Extrait du document
========

Premier long métrage de la réalisatrice franco-portugaise Cristina Pinheiro, Menina dresse le portrait d’une petite communauté d’immigrés portugais dans le midi de la France dans les années 1970, à travers le regard de la petite Luisa (Naomi Biton), une fillette d’une dizaine d’années. Nous découvrons un milieu ouvrier en bordure de la Camargue (du côté de Port-Saint-Louis-du-Rhône), et la famille de Luisa qui vit dans un modeste cabanon : la mère dépressive, le père alcoolique et malade, le frère aîné qui court les filles.
Menina est un film à la fois touchant, poétique, troublant et analytique. Comme La Cage dorée (Ruben Alves, 2013) et Tous les rêves du monde [1] (Laurence Ferreira Barbosa, 2017) cette œuvre largement autobiographique traite de l’identité hybride des enfants de la deuxième génération d’immigrés portugais, nés ou scolarisés en France, déjà distanciés de la culture de leurs parents – quand ceux-ci parlent de Salazar elle entend « Saint-Lazare ». Luisa incarne la position de la réalisatrice qui, dans une phrase reprise maintes fois par la presse, déclare : « je suis française mais je suis portugaise, je suis portugaise mais je suis française ».

========

Données extraites
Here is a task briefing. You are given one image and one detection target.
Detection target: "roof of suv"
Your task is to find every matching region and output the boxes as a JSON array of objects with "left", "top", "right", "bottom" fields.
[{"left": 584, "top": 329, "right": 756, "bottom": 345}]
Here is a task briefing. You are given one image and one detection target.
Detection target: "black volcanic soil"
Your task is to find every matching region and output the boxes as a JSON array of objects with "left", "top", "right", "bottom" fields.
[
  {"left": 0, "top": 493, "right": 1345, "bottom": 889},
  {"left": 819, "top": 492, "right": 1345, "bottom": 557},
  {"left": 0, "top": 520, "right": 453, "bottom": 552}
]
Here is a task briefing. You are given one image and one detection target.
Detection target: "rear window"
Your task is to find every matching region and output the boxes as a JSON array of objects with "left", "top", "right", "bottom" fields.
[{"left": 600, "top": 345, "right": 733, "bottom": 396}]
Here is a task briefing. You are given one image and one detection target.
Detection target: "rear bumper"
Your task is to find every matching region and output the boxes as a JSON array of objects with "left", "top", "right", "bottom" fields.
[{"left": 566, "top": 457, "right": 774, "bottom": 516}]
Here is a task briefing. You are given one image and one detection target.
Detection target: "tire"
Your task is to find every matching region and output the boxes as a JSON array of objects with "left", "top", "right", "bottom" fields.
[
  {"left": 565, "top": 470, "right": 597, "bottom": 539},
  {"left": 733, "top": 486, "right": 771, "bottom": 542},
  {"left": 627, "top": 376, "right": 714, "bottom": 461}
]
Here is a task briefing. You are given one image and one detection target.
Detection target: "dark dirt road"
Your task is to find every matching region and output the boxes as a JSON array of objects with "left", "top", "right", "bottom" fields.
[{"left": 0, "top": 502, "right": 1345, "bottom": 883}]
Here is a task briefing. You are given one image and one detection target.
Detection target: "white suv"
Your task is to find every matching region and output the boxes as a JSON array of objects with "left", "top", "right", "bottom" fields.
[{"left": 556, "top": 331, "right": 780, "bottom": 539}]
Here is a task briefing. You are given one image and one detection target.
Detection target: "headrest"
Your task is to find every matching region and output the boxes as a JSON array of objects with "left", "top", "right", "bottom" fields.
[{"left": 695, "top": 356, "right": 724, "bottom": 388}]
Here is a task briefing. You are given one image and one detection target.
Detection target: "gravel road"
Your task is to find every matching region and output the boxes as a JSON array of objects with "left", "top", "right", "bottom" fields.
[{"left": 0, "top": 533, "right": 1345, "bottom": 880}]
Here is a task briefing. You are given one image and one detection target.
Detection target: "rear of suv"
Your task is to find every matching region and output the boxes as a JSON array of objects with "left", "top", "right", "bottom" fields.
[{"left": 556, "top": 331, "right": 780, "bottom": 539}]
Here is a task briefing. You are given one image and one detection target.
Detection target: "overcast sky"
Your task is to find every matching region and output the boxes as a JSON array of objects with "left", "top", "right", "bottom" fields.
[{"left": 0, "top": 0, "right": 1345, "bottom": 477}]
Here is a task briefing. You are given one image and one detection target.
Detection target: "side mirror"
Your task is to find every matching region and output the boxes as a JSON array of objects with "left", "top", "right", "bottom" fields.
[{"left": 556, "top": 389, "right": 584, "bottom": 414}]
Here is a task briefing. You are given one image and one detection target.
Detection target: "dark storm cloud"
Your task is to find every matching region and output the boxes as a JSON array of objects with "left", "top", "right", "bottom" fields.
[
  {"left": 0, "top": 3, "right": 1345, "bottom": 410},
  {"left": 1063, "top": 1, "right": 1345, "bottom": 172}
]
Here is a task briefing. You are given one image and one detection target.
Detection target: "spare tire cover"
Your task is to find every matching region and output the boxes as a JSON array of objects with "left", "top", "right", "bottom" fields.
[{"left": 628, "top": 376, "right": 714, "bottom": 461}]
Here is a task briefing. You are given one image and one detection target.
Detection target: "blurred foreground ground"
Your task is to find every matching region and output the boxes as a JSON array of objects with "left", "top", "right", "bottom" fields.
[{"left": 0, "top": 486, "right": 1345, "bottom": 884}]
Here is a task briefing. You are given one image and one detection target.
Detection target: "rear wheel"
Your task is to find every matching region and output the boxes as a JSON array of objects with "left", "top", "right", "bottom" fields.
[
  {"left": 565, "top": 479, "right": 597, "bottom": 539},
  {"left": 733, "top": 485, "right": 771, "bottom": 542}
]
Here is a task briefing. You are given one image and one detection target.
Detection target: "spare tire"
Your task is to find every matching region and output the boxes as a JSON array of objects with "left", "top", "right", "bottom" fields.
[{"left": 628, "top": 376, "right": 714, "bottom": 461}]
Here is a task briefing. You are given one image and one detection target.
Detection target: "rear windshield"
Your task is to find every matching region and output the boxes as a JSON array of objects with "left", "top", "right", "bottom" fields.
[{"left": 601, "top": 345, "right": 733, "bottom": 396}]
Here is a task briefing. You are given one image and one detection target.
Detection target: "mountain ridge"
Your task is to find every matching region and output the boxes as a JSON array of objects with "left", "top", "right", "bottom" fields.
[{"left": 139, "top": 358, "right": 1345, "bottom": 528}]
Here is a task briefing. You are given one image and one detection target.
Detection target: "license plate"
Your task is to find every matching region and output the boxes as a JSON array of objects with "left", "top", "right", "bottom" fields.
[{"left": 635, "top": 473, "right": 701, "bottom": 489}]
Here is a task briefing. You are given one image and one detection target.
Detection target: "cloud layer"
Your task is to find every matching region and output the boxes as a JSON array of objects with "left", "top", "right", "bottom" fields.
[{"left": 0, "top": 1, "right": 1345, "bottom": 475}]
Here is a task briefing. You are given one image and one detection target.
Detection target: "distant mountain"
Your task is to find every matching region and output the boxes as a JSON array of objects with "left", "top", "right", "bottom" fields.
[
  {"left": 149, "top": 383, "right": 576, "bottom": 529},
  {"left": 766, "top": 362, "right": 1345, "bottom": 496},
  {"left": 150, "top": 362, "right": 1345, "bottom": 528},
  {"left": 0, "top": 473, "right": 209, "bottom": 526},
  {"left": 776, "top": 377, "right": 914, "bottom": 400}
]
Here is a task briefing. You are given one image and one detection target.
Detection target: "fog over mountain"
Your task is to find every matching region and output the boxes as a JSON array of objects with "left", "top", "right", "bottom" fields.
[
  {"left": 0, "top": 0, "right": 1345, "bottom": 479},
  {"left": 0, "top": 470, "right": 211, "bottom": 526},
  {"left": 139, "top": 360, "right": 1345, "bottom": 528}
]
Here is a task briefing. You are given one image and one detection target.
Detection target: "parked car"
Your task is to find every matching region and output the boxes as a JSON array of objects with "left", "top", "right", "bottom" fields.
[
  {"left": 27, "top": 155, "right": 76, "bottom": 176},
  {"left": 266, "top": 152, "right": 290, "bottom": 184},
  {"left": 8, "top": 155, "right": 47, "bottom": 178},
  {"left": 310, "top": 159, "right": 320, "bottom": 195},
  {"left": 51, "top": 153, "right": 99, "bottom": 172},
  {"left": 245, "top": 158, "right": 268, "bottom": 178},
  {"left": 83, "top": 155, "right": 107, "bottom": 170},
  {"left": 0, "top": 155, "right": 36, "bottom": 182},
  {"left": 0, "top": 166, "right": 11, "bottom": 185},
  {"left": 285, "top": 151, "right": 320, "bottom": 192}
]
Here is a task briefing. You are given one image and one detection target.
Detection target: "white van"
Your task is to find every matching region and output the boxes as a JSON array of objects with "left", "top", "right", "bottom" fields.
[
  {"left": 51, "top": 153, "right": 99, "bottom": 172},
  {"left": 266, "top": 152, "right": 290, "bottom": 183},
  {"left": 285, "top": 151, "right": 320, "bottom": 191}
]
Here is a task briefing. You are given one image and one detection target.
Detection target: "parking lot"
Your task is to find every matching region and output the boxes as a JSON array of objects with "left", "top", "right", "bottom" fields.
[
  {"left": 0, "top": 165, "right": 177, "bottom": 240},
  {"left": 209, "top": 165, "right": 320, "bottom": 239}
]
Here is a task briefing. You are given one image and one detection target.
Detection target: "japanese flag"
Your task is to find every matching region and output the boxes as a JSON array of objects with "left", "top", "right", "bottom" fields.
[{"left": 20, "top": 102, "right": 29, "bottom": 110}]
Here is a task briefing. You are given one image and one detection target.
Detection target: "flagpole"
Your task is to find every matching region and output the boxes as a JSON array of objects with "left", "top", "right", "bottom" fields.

========

Travail à faire
**a.** D'après l'extrait sur le film Menina, qu'illustre le fait que Luisa entende « Saint-Lazare » lorsque ses parents parlent de Salazar ? Répondez en une à trois phrases.
**b.** Poursuivez le texte consacré au film Menina à partir de sa dernière phrase.

Exercices corrigés
**a.** Ce détail illustre la distance qui sépare déjà de la culture de leurs parents les enfants de la deuxième génération d'immigrés portugais, nés ou scolarisés en France. Luisa ne reconnaît pas le nom évoqué par ses parents et entend « Saint-Lazare » à la place.

**b.**
La situation des parents est à la fois plus claire et plus douloureuse : proches de leurs racines portugaises ils se sentent aliénés en France et rêvent d’un impossible retour au pays. La langue, la musique et la cuisine jouent un rôle identitaire important. Cependant à cet égard, Menina est l’anti Cage dorée. Cette charmante comédie – un succès en France avec plus d’un million de spectateurs, et au Portugal – met en scène une famille de Portugais à Paris, inspirée de celle du réalisateur. La mère (Rita Blanco) est concierge dans le 16e, le père (Joaquim de Almeida) est maçon – tous deux sont des travailleurs modèles. Preuves d’une intégration réussie, la fille aînée est avocate, le fils ado fréquente un lycée chic. L’héritage inattendu d’une maison au Portugal et le fait que la fille tombe amoureuse (et bientôt enceinte) d’un Français qui n’est autre que le fils du patron de son père, bouleverse la famille qui commence à se poser des questions identitaires. Mais les conflits se résolvent dans le rire consensuel, d’autant plus que le patron et sa femme sont incarnés par Roland Giraud et Chantal Lauby, deux acteurs comiques très performants, ou au son déchirant de magnifiques fados (mais qui s’en plaindrait…) .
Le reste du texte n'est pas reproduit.